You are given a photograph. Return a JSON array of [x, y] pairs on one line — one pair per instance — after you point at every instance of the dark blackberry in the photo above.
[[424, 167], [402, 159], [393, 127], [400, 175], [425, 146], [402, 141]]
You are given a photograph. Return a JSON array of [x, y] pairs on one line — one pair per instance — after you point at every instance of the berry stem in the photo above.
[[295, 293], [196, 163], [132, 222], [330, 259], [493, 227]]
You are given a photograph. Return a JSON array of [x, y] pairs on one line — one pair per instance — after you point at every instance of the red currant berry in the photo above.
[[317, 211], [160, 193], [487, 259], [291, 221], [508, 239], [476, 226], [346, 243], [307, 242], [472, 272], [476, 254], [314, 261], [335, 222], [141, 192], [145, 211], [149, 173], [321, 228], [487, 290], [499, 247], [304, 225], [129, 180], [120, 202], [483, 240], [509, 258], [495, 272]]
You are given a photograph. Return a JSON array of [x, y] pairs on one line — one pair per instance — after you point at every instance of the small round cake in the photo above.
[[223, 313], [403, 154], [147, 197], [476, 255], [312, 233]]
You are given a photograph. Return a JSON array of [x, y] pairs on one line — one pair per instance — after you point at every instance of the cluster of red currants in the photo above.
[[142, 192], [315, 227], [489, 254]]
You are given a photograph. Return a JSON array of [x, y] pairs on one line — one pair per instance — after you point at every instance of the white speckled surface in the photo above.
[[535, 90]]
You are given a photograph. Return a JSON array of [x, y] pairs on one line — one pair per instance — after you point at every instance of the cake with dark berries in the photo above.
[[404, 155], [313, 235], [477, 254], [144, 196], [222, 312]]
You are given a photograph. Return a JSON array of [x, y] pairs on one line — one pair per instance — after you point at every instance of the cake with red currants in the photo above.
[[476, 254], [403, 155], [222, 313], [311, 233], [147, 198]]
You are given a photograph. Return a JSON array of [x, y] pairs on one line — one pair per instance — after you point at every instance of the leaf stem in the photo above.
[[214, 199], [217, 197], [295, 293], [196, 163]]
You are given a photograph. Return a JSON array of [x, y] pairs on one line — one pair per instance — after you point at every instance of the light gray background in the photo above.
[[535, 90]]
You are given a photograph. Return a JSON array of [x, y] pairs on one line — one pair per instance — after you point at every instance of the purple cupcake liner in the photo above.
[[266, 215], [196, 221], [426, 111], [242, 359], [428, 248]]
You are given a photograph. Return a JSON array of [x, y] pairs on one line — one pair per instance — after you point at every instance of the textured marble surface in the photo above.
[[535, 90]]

--------------------

Rewrite all of the lines above as a numbered list, leaving out any blank lines.

### Result of this exercise
1. You are given a photograph. Return a JSON array of [x, y] pairs on one line — one pair per instance — after you point at every instance of the dark blackberry in the photo above.
2. [[424, 167], [402, 159], [393, 127], [400, 175], [425, 146], [402, 141]]
3. You are given a photograph. Return a JSON array of [x, y] pairs on one line — one pair per instance — after you point at every instance of the berry stem in the photo above.
4. [[295, 293], [196, 163], [132, 222], [330, 259], [493, 227]]
5. You are given a photograph. Return a JSON array of [x, y] pairs on one line — one pair per instance — after you point at every instance of the red currant berry in the photo above.
6. [[317, 211], [160, 193], [487, 259], [291, 221], [508, 239], [476, 226], [346, 243], [307, 242], [472, 272], [476, 254], [314, 261], [335, 222], [141, 192], [145, 211], [149, 173], [321, 228], [487, 290], [499, 247], [304, 225], [129, 180], [120, 202], [483, 240], [509, 258], [495, 272]]
7. You are given a photograph. Return a JSON array of [x, y] pairs on one line — one pair per instance — after you point at every instance of the small round cake in the photo above.
8. [[223, 313], [403, 154], [147, 197], [476, 255], [312, 233]]
9. You are given a photograph. Return a JSON array of [x, y] pairs on one line — one pair per instance — after you point at every instance of the cluster of red currants in the photo above.
10. [[142, 192], [315, 227], [489, 254]]
11. You are given a photograph. Return a JSON array of [x, y] pairs on one line — one pair per instance — after you point at every instance of the white speckled surface in the photo above.
12. [[535, 90]]
13. You are given a photograph. Return a JSON array of [x, y] pairs on one line — one pair per instance — after you point at every instance of the cake with dark berries in the photo above.
14. [[404, 155], [313, 235], [477, 254], [144, 196], [222, 312]]
15. You are given a photograph. Return a JSON array of [x, y] pairs on one line — one pair per instance — after you point at every instance of the cake with red currants in the photo above.
16. [[476, 254], [403, 155], [222, 313], [311, 233], [147, 198]]
17. You are given a photograph. Return a JSON array of [x, y] pairs on one line — one pair per instance — after you point at every instance of the leaf stem in the photo above.
18. [[214, 199], [217, 197], [295, 293], [196, 163]]
19. You are given a photograph. Return a JSON array of [x, y] pairs on one line — one pair per instance — after you point at every instance of the light gray background in the photo above.
20. [[535, 90]]
21. You are given a photograph. Return a JSON array of [x, y] pairs on one line — one pair per instance — after you point at every instance of the purple cupcake liner in the photo above.
22. [[266, 215], [196, 221], [426, 111], [242, 359], [428, 248]]
23. You are given a photograph. Return a JSON array of [x, y] pairs on one line — one pair per instance — after you point at every instance of the textured marble surface in the photo above.
24. [[535, 90]]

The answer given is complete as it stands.